Artikel 43 Absatz 1 sieht vor, daß der Eigentümer von Waren einen nicht in das Verzeichnis eingetragenen Zollagenten dann mit seiner Vertretung bei der Vornahme von Zollgeschäften beauftragen kann, wenn es sich bei diesem Agenten um einen seiner Angestellten handelt. Gemäß Absatz 3 hat der Eigentümer der Waren für die Handlungen eines solchen Agenten einzustehen.

Nach Artikel 44 müssen die Namen dieser angestellten Agenten in ein besonderes Verzeichnis eingetragen werden, das von dem zuständigen Ortsausschuß der gewerblichen Agenten anzulegen und auf dem neuesten Stand zu halten ist. Ein in dem Verzeichnis geführter angestellter Agent darf Zollgeschäfte nur auf der Grundlage und innerhalb der Grenzen der ihm von dem Eigentümer der Waren erteilten Vertretungsmacht vornehmen.

Nach Artikel 47, der sowohl für gewerbliche als auch für angestellte Agenten gilt, bedürfen beide Arten von Agenten der Konzessionierung durch den Finanzminister. In der einem Zollagenten gewährten Konzession muß ein besonderer Zollbezirk (nach Wahl des Agenten) bezeichnet sein, in dem dieser zu handeln befugt ist. Bei Zollbehörden außerhalb dieses Bezirks darf er nur ergänzende Geschäfte vornehmen. Darüber hinaus stellt Artikel 47 Absatz 4 folgendes Erfordernis auf:

„Vorbehaltlich der Ausnahmen, die die Leiter der Zollbezirke bei Vorliegen berechtigter Gründe zulassen können, muß der Zollagent in einer Gemeinde ansässig sein, die zu dem Bezirk gehört, für den er ernannt wurde.“

Aufgrund des letzten Absatzes von Artikel 47 kann es der Minister einem angestellten Agenten jedoch gestatten, bei den Zollbehörden mehrerer Bezirke tätig zu sein.

ROHDATEN:
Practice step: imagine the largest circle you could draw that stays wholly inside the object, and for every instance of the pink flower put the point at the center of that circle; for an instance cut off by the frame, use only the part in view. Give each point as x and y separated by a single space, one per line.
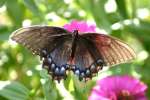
81 26
119 88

AUFGABE 1:
Wer muss laut Dokument gewerbliche und angestellte Zollagenten konzessionieren?
AUFGABE 2:
Zähle alle Artikel auf, die im Dokument genannt werden.
Stütze dich ausschließlich auf das Dokument.

ERGEBNIS 1:
Der Finanzminister.

ERGEBNIS 2:
Artikel 43, Artikel 44, Artikel 47